**To be done:** Show every line of the records below that contains the string "pier", treating uppercase and lowercase letters as distinct.
++++ Dataset
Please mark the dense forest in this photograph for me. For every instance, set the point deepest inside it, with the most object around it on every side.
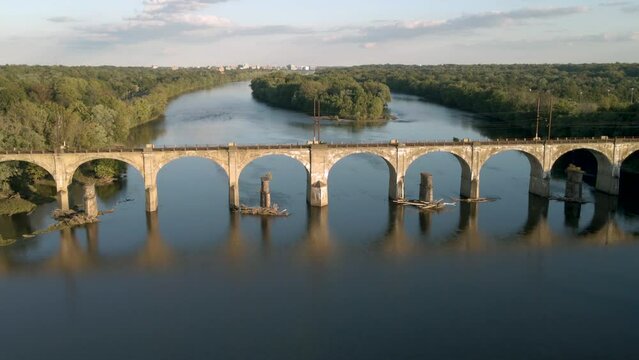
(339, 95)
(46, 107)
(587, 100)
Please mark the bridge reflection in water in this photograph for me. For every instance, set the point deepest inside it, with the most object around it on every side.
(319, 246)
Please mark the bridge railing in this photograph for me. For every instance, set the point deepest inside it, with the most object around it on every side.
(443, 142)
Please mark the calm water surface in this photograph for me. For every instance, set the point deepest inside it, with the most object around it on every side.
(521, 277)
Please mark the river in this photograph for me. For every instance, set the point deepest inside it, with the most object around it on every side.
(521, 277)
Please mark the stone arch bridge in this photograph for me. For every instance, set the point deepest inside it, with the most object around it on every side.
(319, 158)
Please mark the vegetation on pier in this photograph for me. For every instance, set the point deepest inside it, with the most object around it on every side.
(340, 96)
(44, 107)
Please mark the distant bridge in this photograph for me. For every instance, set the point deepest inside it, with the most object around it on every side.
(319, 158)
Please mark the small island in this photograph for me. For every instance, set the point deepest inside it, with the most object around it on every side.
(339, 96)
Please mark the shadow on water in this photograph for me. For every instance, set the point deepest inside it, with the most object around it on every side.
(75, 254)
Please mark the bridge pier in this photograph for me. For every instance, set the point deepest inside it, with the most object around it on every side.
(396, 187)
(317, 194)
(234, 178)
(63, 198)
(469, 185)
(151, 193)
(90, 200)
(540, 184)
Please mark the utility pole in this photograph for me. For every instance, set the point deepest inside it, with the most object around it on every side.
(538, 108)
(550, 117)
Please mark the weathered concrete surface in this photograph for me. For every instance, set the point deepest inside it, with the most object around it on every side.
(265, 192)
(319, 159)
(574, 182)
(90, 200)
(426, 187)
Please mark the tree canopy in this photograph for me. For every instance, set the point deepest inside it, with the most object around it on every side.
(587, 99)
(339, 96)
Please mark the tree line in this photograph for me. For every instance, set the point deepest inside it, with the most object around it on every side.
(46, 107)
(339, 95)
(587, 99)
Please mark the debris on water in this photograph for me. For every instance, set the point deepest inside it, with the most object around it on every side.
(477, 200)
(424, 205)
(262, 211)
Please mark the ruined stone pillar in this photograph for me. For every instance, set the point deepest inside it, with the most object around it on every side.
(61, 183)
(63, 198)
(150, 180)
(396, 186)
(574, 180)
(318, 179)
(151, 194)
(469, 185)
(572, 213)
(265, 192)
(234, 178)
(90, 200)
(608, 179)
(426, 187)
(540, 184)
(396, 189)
++++++++
++++ Dataset
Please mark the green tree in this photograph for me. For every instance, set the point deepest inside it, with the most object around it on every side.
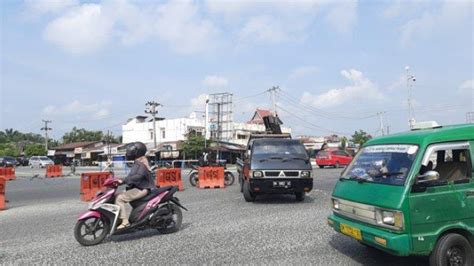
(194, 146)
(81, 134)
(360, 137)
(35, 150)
++++++++
++++ Dataset
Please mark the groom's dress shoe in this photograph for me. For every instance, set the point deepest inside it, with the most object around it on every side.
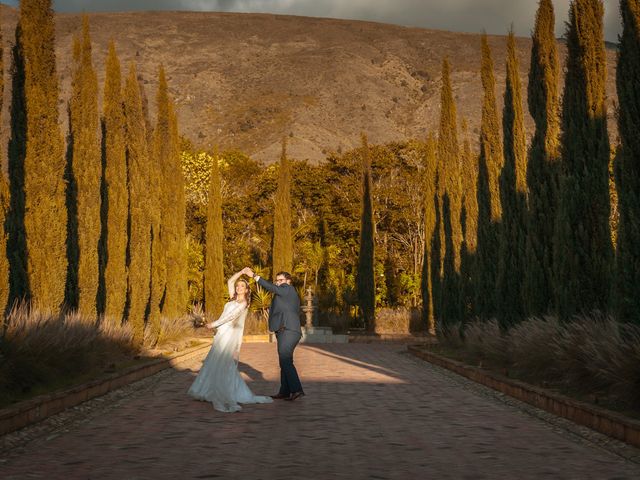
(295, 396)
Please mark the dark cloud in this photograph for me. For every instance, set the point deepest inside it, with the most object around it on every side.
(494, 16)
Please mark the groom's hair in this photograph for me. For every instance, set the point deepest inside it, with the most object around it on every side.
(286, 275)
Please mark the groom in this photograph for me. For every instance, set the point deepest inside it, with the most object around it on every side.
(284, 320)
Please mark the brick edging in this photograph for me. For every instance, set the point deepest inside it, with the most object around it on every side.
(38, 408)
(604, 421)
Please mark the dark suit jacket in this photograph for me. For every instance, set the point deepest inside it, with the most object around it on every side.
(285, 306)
++++++++
**Complete response:**
Please mark the vegetation on pier in this photograph for me. For every instance, set the point deepest inside it, with the most object around it on every side.
Please mark the bridge pier in this photograph for me. For every instance, set the point deepest inside it, with the most object around it on every side.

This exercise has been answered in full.